Position annotation listing

::::::::

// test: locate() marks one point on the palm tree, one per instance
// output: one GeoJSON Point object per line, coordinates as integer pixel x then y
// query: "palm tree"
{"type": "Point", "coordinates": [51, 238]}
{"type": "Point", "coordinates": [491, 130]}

::::::::

== The problem ==
Rewrite the listing above, substituting "coconut palm" for every occurrence of "palm tree" and leaving everything else unchanged.

== Task answer ==
// test: locate() marks one point on the coconut palm, one per instance
// output: one GeoJSON Point object per line, coordinates as integer pixel x then y
// query: "coconut palm"
{"type": "Point", "coordinates": [51, 238]}
{"type": "Point", "coordinates": [491, 130]}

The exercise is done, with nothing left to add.